STATED TASK — Reproduce, unchanged, every line of the listing from the one containing "For every instance of the hawk's wing, the" down to the end of the listing, including both the first and the last line.

[Entries from a dataset]
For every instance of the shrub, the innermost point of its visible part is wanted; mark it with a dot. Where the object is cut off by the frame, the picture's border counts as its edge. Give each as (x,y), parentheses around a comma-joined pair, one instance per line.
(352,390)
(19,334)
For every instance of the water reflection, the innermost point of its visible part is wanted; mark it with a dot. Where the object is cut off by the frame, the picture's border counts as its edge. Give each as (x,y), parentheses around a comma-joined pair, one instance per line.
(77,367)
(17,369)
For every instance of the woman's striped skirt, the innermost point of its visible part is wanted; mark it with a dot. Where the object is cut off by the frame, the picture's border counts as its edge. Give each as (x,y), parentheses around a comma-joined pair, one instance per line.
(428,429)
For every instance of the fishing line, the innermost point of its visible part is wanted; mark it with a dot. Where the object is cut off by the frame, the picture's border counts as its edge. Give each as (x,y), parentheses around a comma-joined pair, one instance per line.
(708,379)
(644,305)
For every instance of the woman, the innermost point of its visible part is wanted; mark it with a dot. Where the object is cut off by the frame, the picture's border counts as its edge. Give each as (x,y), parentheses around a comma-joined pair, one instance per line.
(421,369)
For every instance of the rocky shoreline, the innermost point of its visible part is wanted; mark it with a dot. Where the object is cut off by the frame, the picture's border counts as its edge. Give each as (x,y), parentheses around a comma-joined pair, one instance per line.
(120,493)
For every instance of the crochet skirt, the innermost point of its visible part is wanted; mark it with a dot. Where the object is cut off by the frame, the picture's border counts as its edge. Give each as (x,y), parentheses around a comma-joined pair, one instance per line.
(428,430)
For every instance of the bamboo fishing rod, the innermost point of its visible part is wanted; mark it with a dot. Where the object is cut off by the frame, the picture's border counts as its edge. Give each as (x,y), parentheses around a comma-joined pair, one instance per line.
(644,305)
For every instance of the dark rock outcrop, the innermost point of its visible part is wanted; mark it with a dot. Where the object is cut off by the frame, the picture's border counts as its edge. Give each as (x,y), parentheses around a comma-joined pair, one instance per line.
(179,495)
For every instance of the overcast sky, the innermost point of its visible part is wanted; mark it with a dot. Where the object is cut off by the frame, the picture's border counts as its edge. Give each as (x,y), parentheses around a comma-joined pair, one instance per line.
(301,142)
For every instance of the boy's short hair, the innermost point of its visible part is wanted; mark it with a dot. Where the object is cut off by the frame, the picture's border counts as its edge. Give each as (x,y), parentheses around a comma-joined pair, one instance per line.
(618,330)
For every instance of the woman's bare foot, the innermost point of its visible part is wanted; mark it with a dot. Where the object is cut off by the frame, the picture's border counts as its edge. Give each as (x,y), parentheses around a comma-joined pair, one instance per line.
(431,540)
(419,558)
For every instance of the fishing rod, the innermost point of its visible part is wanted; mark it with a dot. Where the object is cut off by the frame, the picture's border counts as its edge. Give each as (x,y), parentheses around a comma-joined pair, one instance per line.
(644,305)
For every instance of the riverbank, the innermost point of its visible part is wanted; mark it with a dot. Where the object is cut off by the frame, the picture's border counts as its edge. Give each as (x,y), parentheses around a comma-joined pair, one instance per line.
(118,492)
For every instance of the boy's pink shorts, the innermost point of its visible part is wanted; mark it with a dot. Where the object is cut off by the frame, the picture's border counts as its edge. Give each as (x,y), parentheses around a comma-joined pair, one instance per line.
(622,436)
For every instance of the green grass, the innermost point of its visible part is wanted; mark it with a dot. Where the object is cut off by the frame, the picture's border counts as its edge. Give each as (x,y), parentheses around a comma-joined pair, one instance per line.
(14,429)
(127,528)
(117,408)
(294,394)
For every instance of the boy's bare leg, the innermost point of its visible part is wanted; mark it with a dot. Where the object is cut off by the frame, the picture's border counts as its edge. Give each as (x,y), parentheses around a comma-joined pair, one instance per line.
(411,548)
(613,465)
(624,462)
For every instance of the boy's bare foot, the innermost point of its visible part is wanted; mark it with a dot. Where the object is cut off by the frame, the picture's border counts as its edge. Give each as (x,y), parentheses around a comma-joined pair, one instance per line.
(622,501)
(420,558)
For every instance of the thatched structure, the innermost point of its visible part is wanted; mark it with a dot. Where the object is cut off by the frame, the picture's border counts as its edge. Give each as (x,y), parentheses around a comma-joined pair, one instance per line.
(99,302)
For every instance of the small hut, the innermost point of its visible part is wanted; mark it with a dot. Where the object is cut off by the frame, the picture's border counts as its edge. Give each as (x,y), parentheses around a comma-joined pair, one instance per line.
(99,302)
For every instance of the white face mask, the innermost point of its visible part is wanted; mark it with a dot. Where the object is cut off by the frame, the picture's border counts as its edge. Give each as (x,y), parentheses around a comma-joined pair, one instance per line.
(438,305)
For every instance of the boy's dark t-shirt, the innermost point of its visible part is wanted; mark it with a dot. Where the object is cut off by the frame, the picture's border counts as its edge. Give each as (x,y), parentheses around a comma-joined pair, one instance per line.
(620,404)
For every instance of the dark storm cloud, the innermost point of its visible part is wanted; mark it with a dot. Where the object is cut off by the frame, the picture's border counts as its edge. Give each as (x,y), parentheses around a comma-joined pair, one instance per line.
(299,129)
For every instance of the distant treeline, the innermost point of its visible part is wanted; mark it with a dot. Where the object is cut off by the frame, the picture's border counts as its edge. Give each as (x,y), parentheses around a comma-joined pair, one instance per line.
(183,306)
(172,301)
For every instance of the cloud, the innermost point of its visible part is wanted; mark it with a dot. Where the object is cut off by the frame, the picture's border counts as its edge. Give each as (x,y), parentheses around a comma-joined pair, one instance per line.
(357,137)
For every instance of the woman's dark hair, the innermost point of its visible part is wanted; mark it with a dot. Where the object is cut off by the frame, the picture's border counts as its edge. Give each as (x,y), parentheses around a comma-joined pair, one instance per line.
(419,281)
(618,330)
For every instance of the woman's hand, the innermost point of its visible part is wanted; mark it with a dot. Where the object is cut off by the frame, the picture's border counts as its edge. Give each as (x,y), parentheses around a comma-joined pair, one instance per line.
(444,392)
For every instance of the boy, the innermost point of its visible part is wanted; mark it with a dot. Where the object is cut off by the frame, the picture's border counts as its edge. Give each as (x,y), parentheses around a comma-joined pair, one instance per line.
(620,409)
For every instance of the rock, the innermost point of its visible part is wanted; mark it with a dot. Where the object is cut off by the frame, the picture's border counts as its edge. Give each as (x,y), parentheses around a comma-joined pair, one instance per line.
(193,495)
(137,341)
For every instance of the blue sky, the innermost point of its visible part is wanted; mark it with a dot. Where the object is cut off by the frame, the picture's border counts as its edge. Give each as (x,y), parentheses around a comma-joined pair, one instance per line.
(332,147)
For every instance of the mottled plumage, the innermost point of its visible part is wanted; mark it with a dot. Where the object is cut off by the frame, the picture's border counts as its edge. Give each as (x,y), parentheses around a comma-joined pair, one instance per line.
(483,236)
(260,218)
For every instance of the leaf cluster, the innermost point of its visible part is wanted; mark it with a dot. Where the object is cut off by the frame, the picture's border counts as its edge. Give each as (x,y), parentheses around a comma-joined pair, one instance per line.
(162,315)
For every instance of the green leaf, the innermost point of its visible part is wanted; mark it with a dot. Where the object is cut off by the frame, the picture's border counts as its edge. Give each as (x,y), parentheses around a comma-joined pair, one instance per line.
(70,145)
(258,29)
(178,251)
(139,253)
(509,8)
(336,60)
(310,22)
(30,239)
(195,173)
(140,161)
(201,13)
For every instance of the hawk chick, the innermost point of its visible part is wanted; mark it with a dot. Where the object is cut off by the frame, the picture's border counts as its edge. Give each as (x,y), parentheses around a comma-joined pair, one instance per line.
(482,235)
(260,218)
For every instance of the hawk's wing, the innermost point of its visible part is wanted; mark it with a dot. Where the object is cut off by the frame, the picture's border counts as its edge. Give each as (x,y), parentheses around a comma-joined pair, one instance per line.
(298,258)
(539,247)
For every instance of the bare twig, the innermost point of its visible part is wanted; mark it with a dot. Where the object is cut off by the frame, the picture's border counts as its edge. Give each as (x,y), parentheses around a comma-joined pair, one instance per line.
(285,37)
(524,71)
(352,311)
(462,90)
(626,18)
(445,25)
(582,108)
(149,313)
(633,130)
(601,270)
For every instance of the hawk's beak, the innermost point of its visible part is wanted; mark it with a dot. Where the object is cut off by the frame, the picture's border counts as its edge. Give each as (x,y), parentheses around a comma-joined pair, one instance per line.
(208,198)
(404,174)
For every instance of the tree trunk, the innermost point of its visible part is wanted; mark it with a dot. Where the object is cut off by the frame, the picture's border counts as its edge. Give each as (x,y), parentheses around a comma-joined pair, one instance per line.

FINISHED ANSWER —
For every instance of the hawk's wing, the innermost point of its visible part is wanted; mark it with a dot. Where the object is cut off by the frame, the picture's border counts as its edge. Give each as (x,y), parentheses around a comma-joined pair, one instance per line.
(298,258)
(539,247)
For every instance of the bare twig, the innermost point of its visible part is wanted; mark it with a dot. Where the object is cut off by the frame, the picture's border counts as its edge. Give each as (x,y), parentheses around a comma-joined pair, one instance per line.
(285,37)
(524,71)
(352,311)
(462,90)
(626,18)
(445,25)
(582,108)
(149,313)
(633,130)
(601,270)
For every instance of the hawk's beak, the innermost point of its visible part is wanted; mark it with a dot. Where the object is cut off by the frame, the picture's border counts as its edge. Give each as (x,y), parentheses around a comma-joined pair, one instance per line.
(208,198)
(404,174)
For every instance of the tree trunk, the innermost point of its visible part is wanted; mark it with a dot. Where the object is cut off by the frame, the picture's border counts as its edge. Give each as (x,y), parentheses around a comma-joined pair, one instance per line.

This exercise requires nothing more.